### Problem details
Tally the lines in the entries below that contain the word "stone", and give only the resulting number.

(Extracted entries)
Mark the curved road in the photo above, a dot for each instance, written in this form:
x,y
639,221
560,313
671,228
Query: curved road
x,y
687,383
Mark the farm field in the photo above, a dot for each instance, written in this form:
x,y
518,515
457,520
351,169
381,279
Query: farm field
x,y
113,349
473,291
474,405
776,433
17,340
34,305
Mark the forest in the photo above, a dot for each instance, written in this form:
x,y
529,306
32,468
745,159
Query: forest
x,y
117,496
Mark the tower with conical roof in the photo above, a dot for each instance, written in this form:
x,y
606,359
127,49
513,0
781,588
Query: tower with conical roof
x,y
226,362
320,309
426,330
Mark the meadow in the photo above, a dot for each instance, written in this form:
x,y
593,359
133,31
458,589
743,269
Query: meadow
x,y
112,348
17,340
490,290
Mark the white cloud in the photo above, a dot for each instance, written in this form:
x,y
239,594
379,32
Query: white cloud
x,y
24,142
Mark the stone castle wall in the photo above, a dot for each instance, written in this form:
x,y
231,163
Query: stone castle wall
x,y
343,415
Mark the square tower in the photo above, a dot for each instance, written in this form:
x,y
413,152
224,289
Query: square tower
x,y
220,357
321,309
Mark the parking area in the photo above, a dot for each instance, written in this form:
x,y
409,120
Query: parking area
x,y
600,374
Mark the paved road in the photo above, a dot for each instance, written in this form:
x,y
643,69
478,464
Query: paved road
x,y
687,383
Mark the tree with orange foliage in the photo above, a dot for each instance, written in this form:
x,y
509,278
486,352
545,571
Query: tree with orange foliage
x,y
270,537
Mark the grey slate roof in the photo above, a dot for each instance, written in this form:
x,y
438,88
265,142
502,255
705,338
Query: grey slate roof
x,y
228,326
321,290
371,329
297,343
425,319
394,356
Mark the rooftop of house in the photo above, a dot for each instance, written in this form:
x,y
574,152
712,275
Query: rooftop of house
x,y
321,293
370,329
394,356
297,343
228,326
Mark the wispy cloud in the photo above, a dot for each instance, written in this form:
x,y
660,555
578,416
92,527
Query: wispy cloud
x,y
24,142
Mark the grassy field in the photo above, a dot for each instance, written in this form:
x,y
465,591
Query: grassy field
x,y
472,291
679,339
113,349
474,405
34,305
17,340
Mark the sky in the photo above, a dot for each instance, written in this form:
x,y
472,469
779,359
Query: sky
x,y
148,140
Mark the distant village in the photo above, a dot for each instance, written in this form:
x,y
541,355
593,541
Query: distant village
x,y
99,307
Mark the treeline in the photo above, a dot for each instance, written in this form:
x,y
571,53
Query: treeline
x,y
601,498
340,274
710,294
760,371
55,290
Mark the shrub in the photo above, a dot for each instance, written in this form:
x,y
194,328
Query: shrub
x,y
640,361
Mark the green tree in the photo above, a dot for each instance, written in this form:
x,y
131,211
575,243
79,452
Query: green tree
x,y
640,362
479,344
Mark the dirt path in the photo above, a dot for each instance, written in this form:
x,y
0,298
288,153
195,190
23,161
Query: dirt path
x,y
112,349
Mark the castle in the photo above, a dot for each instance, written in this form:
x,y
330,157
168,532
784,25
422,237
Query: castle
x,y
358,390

==

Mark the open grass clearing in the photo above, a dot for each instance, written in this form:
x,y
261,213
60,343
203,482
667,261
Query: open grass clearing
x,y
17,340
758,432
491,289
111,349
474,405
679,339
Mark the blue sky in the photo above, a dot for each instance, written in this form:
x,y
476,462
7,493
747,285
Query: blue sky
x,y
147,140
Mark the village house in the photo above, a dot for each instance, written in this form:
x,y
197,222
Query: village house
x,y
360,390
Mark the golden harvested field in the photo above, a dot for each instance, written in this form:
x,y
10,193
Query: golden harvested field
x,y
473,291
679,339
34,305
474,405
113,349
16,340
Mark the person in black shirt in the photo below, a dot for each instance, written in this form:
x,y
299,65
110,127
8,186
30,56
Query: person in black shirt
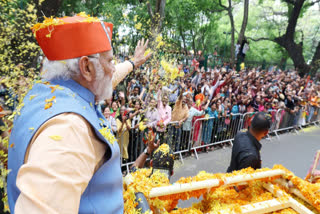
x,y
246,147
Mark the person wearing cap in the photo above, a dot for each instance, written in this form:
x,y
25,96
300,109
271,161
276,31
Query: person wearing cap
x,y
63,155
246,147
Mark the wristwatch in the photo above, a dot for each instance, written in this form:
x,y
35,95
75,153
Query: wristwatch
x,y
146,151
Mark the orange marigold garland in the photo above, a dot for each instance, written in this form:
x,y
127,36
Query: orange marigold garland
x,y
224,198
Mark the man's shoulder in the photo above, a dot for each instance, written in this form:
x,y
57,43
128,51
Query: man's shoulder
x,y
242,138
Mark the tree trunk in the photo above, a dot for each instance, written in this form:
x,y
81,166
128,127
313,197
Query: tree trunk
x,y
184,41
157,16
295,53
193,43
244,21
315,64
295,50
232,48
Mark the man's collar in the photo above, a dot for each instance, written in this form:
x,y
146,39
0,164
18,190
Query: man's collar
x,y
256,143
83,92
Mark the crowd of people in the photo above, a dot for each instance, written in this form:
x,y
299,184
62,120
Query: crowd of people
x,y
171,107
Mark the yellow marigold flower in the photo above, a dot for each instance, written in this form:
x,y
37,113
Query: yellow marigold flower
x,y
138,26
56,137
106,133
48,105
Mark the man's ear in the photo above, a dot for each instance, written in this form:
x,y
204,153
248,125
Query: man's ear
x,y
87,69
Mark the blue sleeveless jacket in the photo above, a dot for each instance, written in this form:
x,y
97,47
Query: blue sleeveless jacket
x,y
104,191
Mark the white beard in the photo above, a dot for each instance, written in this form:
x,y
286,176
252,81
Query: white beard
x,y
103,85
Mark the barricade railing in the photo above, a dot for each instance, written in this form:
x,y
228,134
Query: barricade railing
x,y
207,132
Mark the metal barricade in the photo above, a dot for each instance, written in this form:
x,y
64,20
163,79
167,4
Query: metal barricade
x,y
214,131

### Correct result
2